__WORK TO DO__:
Set out as a numbered list the lines from the one containing "Return the outline of every instance of the **license" through the one containing "M143 70L150 70L150 67L143 67Z", both included, leaving out any blank lines.

═══ DATA FOR THIS TASK

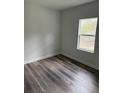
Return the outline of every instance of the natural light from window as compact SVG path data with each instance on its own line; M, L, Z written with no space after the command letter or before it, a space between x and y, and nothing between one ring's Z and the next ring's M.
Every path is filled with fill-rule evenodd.
M94 53L97 18L79 20L77 49Z

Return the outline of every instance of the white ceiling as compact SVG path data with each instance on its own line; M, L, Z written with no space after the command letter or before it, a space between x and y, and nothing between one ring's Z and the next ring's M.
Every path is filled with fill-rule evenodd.
M56 10L63 10L81 4L89 3L95 0L25 0L25 1L38 3L44 7L48 7Z

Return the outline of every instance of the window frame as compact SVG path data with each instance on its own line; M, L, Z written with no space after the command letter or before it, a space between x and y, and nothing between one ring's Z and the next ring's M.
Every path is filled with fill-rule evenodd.
M96 45L96 32L95 32L95 35L86 35L86 34L80 34L80 28L81 28L81 20L86 20L86 19L93 19L93 18L97 18L97 23L96 23L96 31L97 31L97 24L98 24L98 17L91 17L91 18L84 18L84 19L79 19L79 26L78 26L78 39L77 39L77 49L78 50L81 50L81 51L85 51L85 52L88 52L88 53L95 53L95 45ZM80 36L83 35L83 36L89 36L89 37L94 37L95 40L94 40L94 50L91 51L89 49L85 49L85 48L80 48Z

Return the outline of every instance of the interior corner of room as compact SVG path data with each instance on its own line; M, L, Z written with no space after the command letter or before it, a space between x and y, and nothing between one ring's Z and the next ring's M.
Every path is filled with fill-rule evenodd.
M99 69L99 29L95 53L77 49L79 19L98 17L99 1L68 9L54 9L25 0L24 61L26 63L62 54Z

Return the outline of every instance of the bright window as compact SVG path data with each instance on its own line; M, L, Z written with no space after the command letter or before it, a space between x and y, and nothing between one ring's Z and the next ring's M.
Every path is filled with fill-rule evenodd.
M79 20L77 49L94 53L97 18Z

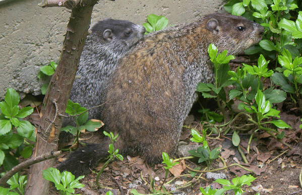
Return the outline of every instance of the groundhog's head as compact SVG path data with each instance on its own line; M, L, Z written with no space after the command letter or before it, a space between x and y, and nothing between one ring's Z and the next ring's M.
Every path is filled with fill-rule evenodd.
M227 49L229 55L238 53L262 39L263 27L241 16L215 14L204 20L213 43L220 52Z

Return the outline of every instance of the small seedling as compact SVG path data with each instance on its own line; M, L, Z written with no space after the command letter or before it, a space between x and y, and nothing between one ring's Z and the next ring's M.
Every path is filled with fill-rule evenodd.
M190 139L191 141L198 143L202 142L203 146L200 146L197 150L190 150L188 151L189 153L192 156L199 157L199 163L205 161L207 166L210 166L212 161L218 158L218 155L220 153L220 148L214 148L212 151L210 149L205 138L206 132L204 129L203 130L203 136L201 136L197 131L193 129L191 129L191 135L193 137Z
M232 184L230 181L224 179L218 179L215 180L223 185L223 189L225 190L232 189L235 195L241 194L245 191L242 188L244 185L251 185L251 182L255 180L256 178L252 175L244 175L241 177L237 177L232 179Z
M7 183L10 185L9 188L0 187L0 194L20 195L24 194L25 187L27 183L27 175L20 175L19 173L14 174Z
M0 102L0 165L4 164L6 170L11 169L18 164L15 157L10 154L10 151L19 147L24 142L24 139L34 142L35 127L28 121L23 119L33 111L32 107L20 109L19 94L11 88L8 88L5 101ZM21 155L28 158L31 155L32 146L25 142L27 146L20 148Z
M114 143L114 142L116 141L116 138L118 136L118 134L116 135L116 136L114 136L112 132L110 132L109 133L108 133L105 131L103 132L103 133L104 133L104 135L105 135L106 136L110 138L111 143L111 144L109 144L109 150L108 151L108 152L109 154L107 157L108 159L105 162L105 163L104 163L104 165L102 167L101 170L100 170L99 172L97 173L97 175L96 176L95 182L96 183L98 187L100 187L100 184L98 182L99 177L100 174L103 172L103 171L104 171L104 169L106 168L107 165L108 165L108 164L110 162L113 161L115 158L117 158L117 159L120 161L124 160L124 157L123 157L123 156L118 154L118 149L114 149L114 146L113 145L113 143Z
M76 127L68 125L61 128L61 131L66 131L75 135L76 139L74 143L76 141L78 145L80 143L79 137L81 131L86 130L91 132L96 131L104 125L104 123L99 120L90 120L87 121L88 119L87 109L82 107L78 103L73 103L70 100L68 100L65 112L74 117Z
M49 76L52 76L54 73L57 64L54 62L50 62L49 64L42 66L40 68L40 71L38 73L38 77L42 80L48 80ZM41 92L42 94L46 94L49 84L49 80L46 83L43 84L41 87Z
M213 187L211 185L207 186L205 189L200 187L199 190L203 195L222 195L226 191L226 189L223 188L219 189L213 189Z
M53 167L49 167L43 171L43 178L53 182L56 189L62 195L73 194L75 193L74 188L84 187L85 185L80 183L79 180L84 177L84 175L82 175L75 179L75 175L70 172L64 171L61 173L58 170Z

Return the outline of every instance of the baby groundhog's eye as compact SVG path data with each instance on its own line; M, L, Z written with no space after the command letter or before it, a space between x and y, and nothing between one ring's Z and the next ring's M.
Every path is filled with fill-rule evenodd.
M246 30L246 27L242 26L239 26L238 27L237 27L237 29L238 29L239 31L243 31L245 30Z
M132 30L131 29L127 29L125 31L125 36L129 37L130 36L130 35L131 35L131 34L132 33Z

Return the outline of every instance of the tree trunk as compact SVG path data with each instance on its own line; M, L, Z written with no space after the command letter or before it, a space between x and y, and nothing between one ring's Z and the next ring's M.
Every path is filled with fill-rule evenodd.
M76 2L79 2L76 0ZM42 109L43 116L38 128L32 157L57 150L62 118L79 65L91 19L93 6L97 0L80 1L72 9L67 32L57 67L48 85ZM25 194L48 194L49 182L42 177L42 171L52 166L54 159L31 166Z

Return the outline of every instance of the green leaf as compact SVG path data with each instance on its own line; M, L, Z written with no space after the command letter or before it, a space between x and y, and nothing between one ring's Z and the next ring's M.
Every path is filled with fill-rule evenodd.
M155 24L156 24L156 22L157 22L157 18L158 18L158 16L156 16L155 14L150 14L150 15L148 16L148 17L147 18L147 20L148 20L148 22L151 24L151 25L153 27L155 27ZM154 29L155 30L155 29Z
M12 129L11 121L7 120L0 120L0 135L4 135Z
M24 107L18 112L16 115L17 118L24 118L30 115L34 112L34 109L30 107Z
M11 118L11 122L12 122L13 125L14 125L15 127L18 127L20 124L20 121L19 121L19 120L18 120L17 118Z
M40 70L45 74L51 76L54 73L54 70L53 68L49 65L46 65L41 66L40 68Z
M12 149L16 149L23 143L24 139L20 135L13 133L7 137L7 145Z
M246 64L243 63L244 66L244 69L246 70L247 72L249 72L251 75L255 74L255 70L254 70L254 67L250 65Z
M277 138L283 139L284 137L284 132L282 131L280 134L277 135Z
M191 129L191 135L193 138L191 138L190 140L192 142L201 143L204 140L199 133L194 129Z
M220 153L220 148L216 148L213 149L211 151L211 159L212 160L216 159L218 158L218 155Z
M207 85L206 83L203 82L198 83L197 87L196 87L196 91L198 92L211 91L211 88Z
M265 8L267 8L265 0L251 0L252 7L255 10L260 11Z
M54 62L49 62L49 65L54 70L55 70L56 69L56 66L57 66L57 64Z
M273 89L270 88L264 91L263 94L265 99L270 101L271 103L280 103L286 99L286 93L279 89Z
M48 87L48 84L49 83L45 83L41 86L41 93L42 94L45 95L46 94L47 88Z
M5 115L5 116L7 117L7 118L11 118L11 113L12 109L13 107L10 107L10 106L8 105L8 104L6 102L4 101L0 102L0 109L1 109L2 113L4 115Z
M292 129L291 127L287 125L286 123L281 120L277 120L275 121L270 121L270 123L273 124L276 127L280 129L289 128Z
M245 7L247 7L250 4L250 0L244 0L243 1L243 5Z
M275 84L281 86L281 88L286 92L294 93L294 88L290 85L283 74L279 72L275 72L270 77Z
M108 191L107 192L106 192L105 195L113 195L113 194L112 193L112 192L111 191Z
M132 193L133 195L145 195L144 194L139 193L137 190L135 189L131 189L130 193Z
M284 18L282 19L279 22L278 25L280 28L282 28L284 29L285 29L286 31L291 32L295 32L297 31L294 22L292 21L291 20L286 20Z
M3 160L5 157L5 154L2 150L0 150L0 166L3 164Z
M27 121L20 121L19 126L17 128L18 134L26 138L29 138L34 130L35 127Z
M148 23L144 23L143 24L143 26L144 27L145 27L145 28L146 29L146 31L147 32L149 32L149 33L151 33L152 32L153 32L153 27L152 27L150 24ZM42 89L41 89L41 90L42 90Z
M3 187L0 187L0 195L8 195L9 194L9 188L5 188ZM17 194L19 194L17 193Z
M16 90L9 88L7 89L5 101L10 108L17 106L20 102L19 94L16 91Z
M238 135L238 134L236 131L233 133L233 136L232 136L232 142L233 145L235 146L238 146L239 143L240 142L240 138Z
M263 49L266 51L274 51L276 50L275 44L272 42L268 40L262 40L259 42L259 45Z
M61 174L60 171L53 167L49 167L42 171L43 178L47 180L52 181L54 184L60 183Z
M258 91L257 92L256 96L255 97L255 100L257 105L258 105L259 111L262 111L260 109L262 108L265 106L265 97L264 96L264 95L263 95L263 93L262 93L262 91L261 91L261 90L258 90Z
M216 46L213 44L211 44L208 48L208 53L210 56L210 59L212 62L213 62L214 59L216 59L218 50Z
M26 146L21 152L21 156L25 158L28 158L32 154L32 147Z
M82 127L89 131L96 131L103 126L104 123L101 121L98 120L97 122L90 120Z
M19 161L16 157L12 156L9 153L5 153L5 158L3 161L4 170L9 171L18 164Z
M213 98L217 97L217 95L213 95L211 94L211 93L208 93L207 92L203 92L202 94L202 96L204 98Z
M115 155L115 157L119 160L120 161L123 161L124 160L124 157L123 157L123 156L119 154L116 154Z
M168 23L168 20L164 16L160 16L160 19L158 19L155 25L155 31L162 30L167 26Z
M231 185L231 182L228 180L224 179L217 179L214 182L220 183L223 185Z
M241 16L246 12L246 9L242 2L234 4L232 8L232 15Z

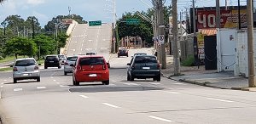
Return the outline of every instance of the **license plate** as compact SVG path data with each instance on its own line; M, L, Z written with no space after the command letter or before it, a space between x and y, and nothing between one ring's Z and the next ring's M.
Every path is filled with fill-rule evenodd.
M28 76L28 74L23 74L23 76Z
M97 76L97 75L96 74L90 74L89 76L95 77L95 76Z
M143 70L150 70L150 67L143 67Z

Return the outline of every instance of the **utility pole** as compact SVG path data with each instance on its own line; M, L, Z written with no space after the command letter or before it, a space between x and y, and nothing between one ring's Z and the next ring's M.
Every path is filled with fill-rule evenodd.
M166 31L165 31L165 24L164 24L164 11L163 11L163 2L162 0L159 1L159 35L165 36ZM161 46L160 48L160 64L162 64L161 68L166 69L166 43L165 40L161 43Z
M196 25L195 25L195 0L192 1L193 4L193 43L194 43L194 58L196 62L196 65L199 66L198 60L198 46L197 46L197 38L196 38Z
M249 87L254 87L254 57L253 57L253 2L247 0L247 48L248 48L248 83Z
M174 60L174 75L180 75L180 61L177 49L177 0L172 1L172 35L173 35L173 60Z

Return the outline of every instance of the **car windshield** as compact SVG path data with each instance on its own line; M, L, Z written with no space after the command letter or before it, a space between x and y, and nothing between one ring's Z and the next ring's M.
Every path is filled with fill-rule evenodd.
M31 66L35 65L36 62L34 59L22 59L17 60L15 63L15 66Z
M135 63L157 63L156 58L154 56L137 56Z
M86 53L86 55L96 55L96 53Z
M78 57L67 57L67 59L69 61L76 61Z
M81 58L79 61L79 65L104 65L104 59L102 57Z
M46 59L48 59L48 60L56 60L58 59L56 58L56 56L47 56Z
M65 58L65 55L58 55L59 58Z

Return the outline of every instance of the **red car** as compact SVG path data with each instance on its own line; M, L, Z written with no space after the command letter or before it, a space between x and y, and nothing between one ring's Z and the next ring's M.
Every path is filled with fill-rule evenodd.
M73 85L84 82L102 82L109 84L109 70L103 56L79 56L73 68Z

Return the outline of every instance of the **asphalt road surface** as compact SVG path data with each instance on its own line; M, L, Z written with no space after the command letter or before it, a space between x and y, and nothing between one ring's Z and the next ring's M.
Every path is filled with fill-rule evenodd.
M142 49L140 49L142 50ZM136 50L131 50L135 53ZM41 82L12 82L0 73L0 111L8 124L254 124L255 93L162 77L126 81L131 57L112 57L110 85L73 86L62 69L41 70Z

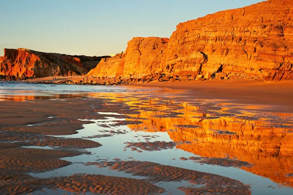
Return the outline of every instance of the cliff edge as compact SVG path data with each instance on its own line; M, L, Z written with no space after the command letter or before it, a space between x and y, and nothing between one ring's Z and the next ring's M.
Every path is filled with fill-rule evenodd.
M0 75L19 78L83 75L102 58L5 48L4 56L0 57Z
M154 73L293 80L293 1L269 0L180 23L169 39L135 38L88 75Z

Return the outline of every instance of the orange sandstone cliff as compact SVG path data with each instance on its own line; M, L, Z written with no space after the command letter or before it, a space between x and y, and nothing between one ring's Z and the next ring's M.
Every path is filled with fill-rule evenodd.
M293 80L293 1L268 0L181 23L169 39L134 38L90 76L222 72Z
M86 74L101 57L43 53L25 48L4 49L0 75L20 78Z

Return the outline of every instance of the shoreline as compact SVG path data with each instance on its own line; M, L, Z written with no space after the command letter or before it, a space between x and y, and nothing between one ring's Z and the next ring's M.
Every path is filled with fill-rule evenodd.
M132 84L126 86L183 90L189 98L225 100L227 103L271 106L272 112L293 113L293 82L265 83L263 80L191 81ZM186 98L187 97L183 97Z
M83 76L72 77L72 78L57 77L56 79L53 79L53 77L44 77L28 79L21 82L34 83L47 81L60 82L68 80L77 82L83 80L84 78L85 80L88 78L89 81L92 80L97 83L115 82L113 79L99 79ZM62 83L54 84L62 84ZM74 83L64 83L64 84L76 85ZM91 85L90 83L79 85ZM160 88L163 90L180 90L184 91L181 95L182 98L184 98L187 97L210 100L222 100L228 103L252 106L269 106L271 107L269 109L272 112L293 113L293 81L267 83L263 80L220 80L204 81L133 83L115 85L115 86L156 87L157 89Z

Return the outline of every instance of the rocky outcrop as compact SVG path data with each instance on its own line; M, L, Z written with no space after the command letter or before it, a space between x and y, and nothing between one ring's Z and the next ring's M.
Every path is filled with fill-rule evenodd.
M43 53L25 48L4 49L4 53L0 58L0 74L17 78L86 74L102 58Z
M291 0L269 0L181 23L169 39L133 38L125 55L101 62L91 75L212 76L220 72L223 77L237 74L292 80L292 7Z
M101 61L87 75L140 78L162 72L168 41L158 37L134 38L127 43L125 54Z

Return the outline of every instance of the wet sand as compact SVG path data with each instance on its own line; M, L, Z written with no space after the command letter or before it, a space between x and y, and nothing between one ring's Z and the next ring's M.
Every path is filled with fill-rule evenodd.
M131 86L188 90L185 98L226 100L249 105L268 105L271 111L293 113L293 82L265 83L263 80L216 80L133 84Z
M2 97L0 193L293 192L293 115L186 94Z

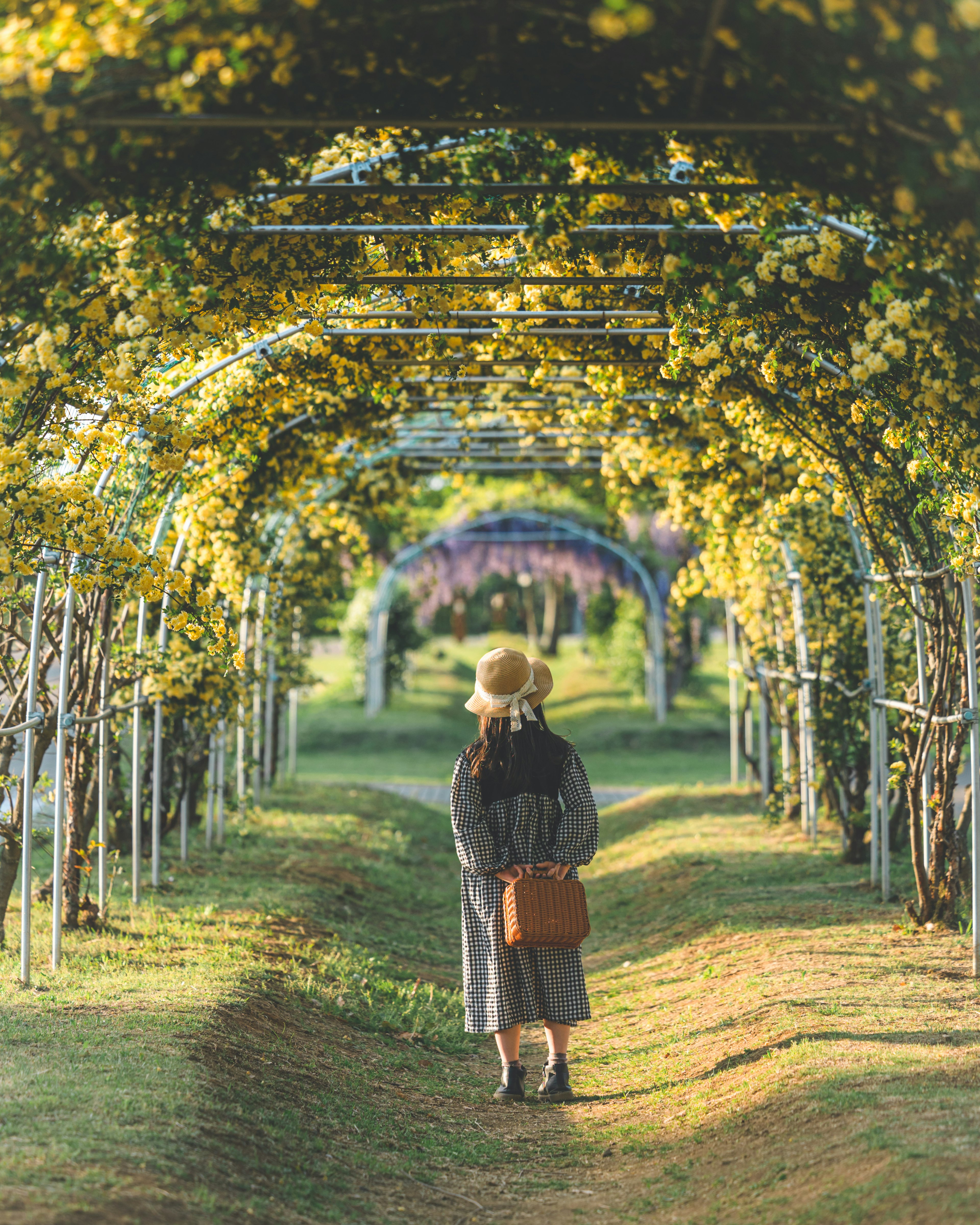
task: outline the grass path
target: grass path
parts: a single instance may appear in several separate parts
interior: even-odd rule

══════

__ANSWER TO THIS TASK__:
1. Return the outline of every instance of the **license plate** as compact SVG path data with each instance on its own line; M, L, Z written with no space after the command letter or before it, a space between x and y, and nothing between one ring's Z and the next ring's M.
2. Every path is filled with fill-rule evenodd.
3. M28 76L28 74L23 74L23 76Z
4. M97 76L97 75L96 74L90 74L89 76L95 77L95 76Z
5. M143 70L150 70L150 67L143 67Z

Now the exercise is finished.